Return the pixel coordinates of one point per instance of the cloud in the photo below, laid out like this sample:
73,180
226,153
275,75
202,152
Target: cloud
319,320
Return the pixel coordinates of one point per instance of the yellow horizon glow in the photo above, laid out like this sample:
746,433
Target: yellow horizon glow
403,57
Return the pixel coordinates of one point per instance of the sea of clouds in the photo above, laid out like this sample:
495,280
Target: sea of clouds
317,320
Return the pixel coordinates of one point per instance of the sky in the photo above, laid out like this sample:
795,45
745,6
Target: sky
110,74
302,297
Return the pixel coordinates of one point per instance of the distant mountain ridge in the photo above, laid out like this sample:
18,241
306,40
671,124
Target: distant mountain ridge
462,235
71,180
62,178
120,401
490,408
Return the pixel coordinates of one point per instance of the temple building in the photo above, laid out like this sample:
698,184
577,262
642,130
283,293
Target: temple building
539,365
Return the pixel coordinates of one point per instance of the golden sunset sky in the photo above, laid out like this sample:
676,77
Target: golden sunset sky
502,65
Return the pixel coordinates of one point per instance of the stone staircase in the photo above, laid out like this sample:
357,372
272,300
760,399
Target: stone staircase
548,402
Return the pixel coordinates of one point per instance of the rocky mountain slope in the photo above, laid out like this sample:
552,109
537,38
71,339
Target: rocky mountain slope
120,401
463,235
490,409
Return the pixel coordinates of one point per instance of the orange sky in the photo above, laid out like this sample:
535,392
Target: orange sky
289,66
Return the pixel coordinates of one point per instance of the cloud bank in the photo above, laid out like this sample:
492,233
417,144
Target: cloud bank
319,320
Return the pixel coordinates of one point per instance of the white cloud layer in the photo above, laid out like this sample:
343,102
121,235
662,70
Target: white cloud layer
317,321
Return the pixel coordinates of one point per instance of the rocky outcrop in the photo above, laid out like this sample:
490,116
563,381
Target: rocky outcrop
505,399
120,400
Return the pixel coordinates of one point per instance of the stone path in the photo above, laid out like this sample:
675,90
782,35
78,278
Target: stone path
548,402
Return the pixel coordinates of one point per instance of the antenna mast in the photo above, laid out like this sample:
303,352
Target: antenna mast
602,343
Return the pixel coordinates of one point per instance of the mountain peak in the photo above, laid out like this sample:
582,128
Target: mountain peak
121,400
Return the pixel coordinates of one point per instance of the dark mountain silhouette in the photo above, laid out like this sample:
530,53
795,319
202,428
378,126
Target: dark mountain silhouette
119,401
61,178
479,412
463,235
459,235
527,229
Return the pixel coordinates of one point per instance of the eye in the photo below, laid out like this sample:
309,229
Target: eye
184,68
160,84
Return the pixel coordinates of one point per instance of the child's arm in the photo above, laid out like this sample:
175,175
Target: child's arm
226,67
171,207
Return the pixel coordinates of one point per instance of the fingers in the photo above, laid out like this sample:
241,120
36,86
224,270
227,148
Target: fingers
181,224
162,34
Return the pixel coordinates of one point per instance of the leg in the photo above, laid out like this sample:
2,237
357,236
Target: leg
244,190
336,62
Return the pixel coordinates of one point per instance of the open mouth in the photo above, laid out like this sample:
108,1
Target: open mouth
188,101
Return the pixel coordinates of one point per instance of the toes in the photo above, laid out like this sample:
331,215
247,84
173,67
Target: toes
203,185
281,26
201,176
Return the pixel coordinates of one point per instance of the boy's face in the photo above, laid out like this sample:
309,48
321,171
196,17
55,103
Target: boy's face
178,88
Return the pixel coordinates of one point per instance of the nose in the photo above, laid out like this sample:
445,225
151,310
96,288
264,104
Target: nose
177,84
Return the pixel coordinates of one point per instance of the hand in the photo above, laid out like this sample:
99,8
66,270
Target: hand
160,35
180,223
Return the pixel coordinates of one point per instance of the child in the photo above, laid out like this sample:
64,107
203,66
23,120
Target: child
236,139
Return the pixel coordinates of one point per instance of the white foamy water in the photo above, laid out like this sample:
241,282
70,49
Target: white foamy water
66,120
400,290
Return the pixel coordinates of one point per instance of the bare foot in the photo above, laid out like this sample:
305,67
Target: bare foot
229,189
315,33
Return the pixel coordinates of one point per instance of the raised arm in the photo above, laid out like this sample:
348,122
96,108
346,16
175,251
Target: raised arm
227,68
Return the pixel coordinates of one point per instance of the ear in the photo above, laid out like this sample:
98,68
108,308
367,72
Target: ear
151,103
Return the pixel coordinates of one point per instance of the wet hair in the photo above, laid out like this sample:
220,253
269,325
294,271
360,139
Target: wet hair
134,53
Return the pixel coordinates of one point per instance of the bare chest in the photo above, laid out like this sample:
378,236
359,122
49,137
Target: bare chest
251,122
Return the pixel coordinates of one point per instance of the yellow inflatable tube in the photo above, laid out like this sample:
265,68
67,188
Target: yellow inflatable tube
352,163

######

Output each entry precisely as given.

Return the pixel coordinates of one point per instance of the cloud in the photo below, laid out like this sample:
73,180
226,153
275,75
202,152
Target: cloud
319,320
Return the pixel coordinates of one point per instance of the yellow horizon glow in the photo above, laid out like this sample:
746,433
Target: yellow horizon glow
403,57
Return the pixel coordinates of one point per instance of the sea of clouds in the photo above, laid out like this sample:
495,280
Target: sea of clouds
317,320
Return the pixel coordinates of one point per instance of the sky in the photo above, laid out like this sample:
795,45
745,6
Target: sky
110,74
302,297
Return the pixel coordinates of one point per instance of the distant mountain ridge in the photo above, laid out like this sample:
18,241
306,40
671,124
Target: distant mountain ridge
462,235
71,180
62,178
120,401
490,408
Return the pixel coordinates of one point per instance of the temple building in the photo above, laid out like this sample:
698,184
577,262
642,130
283,293
Target: temple building
539,365
Return the pixel coordinates of one point per instance of the golden sunset sky in the photo above, laid out like this sample:
676,77
Target: golden sunset sky
502,65
Return the pixel coordinates of one point per instance of the stone staircase in the photo above, laid out like this sample:
357,372
272,300
760,399
Target: stone staircase
548,402
Return the pixel coordinates of one point per instance of the rocky mountain slope in the photo above, laid out like this sample:
552,109
537,38
71,339
Target: rocky mountain slope
120,401
463,235
490,409
Return the pixel coordinates of one point per instance of the orange sky in the photo above, laid out like this sample:
535,392
Target: orange sky
289,66
Return the pixel coordinates of one point per instance of the cloud bank in the photo above, laid out like this sample:
492,233
417,144
Target: cloud bank
319,320
Return the pixel coordinates of one point per instance of the white cloud layer in the photo above, laid out like this sample:
343,102
121,235
662,70
Target: white cloud layer
317,321
Return the pixel coordinates of one point per instance of the rocky outcrop in the photo above, laid out like this sample:
490,116
563,381
Target: rocky outcrop
505,399
120,400
Return the pixel coordinates of one point per instance of the stone path in the photo above, laid out like this sample:
675,90
782,35
78,278
Target: stone path
548,402
Return the pixel coordinates of one point per instance of the antenna mast in the photo above, laid out like this sample:
303,352
Target: antenna mast
602,343
Return the pixel coordinates of one point per instance of the mountain peak in the photo above, laid out like this sample:
582,128
Target: mountain peak
121,400
Return the pixel coordinates of one point per instance of the dark mountain silhouette in the photo above, laid out like this sample:
530,53
795,319
202,428
378,126
Target: dark mountain silhouette
119,401
61,178
479,412
463,235
459,235
527,229
Return the pixel coordinates of one point per instance of the eye in the photo below, laid out like this sample:
309,229
Target: eye
184,68
160,84
Return the pixel coordinates of one point per instance of the child's arm in the photo above, laid out like this sample:
175,175
Target: child's arm
226,67
171,207
Return the pixel coordinates of one point per instance of the fingers in the photo above, laid out like this sample:
241,120
36,86
224,270
227,148
Target: fingers
181,224
162,34
Return the pixel coordinates of one point per instance of the leg in the photo above, laid out like this sample:
2,237
357,236
Target: leg
244,190
336,62
Return the pixel coordinates of one point per instance of the open mouth in the photo above, laid out like this sample:
108,1
Target: open mouth
188,101
Return the pixel coordinates of one point per instance of the toes in the photo above, laid out like this sample:
331,215
247,84
173,67
Target: toes
203,185
281,26
201,176
Return the pixel coordinates of one point per instance of the boy's face in the photo above, laid out like this sample:
309,48
321,171
196,17
55,103
Target: boy's face
178,88
Return the pixel coordinates of one point per instance of the nose in the photo above, laid out like this sample:
445,225
151,310
96,288
264,104
Target: nose
177,84
Return the pixel coordinates of one point per instance of the hand in the photo above, laid out like this sample:
99,8
66,270
Target: hand
160,35
180,223
Return the pixel coordinates of one point per instance of the child in the photo above, laid out like this sample:
64,107
203,66
23,120
Target: child
236,139
Return the pixel coordinates of one point per instance of the white foamy water in the photo above, laid out like this sample:
241,282
70,49
Target: white foamy water
66,120
400,290
Return the pixel coordinates of one point per instance of the bare foot in the photo above, laid out like this sample:
305,67
Target: bare foot
229,189
315,33
Return the pixel coordinates of one point per instance of the raised arm in the photo above, laid out like this sample:
348,122
96,108
346,16
175,251
Target: raised arm
227,68
Return the pixel coordinates of one point per instance of the ear in the photo above, laid out like this sample:
98,68
108,308
367,72
Target: ear
151,103
Return the pixel coordinates of one point per instance of the wet hair in the photo above, laid out like this sample:
220,253
269,325
294,271
360,139
Target: wet hair
134,53
Return the pixel coordinates of one point per instance of the bare chest in the photo above, laid out like this sample:
378,236
359,122
49,137
Target: bare chest
251,122
Return the pixel coordinates of one point per instance of the yellow inflatable tube in the photo above, laid out like this sample:
265,68
67,188
Target: yellow inflatable tube
352,163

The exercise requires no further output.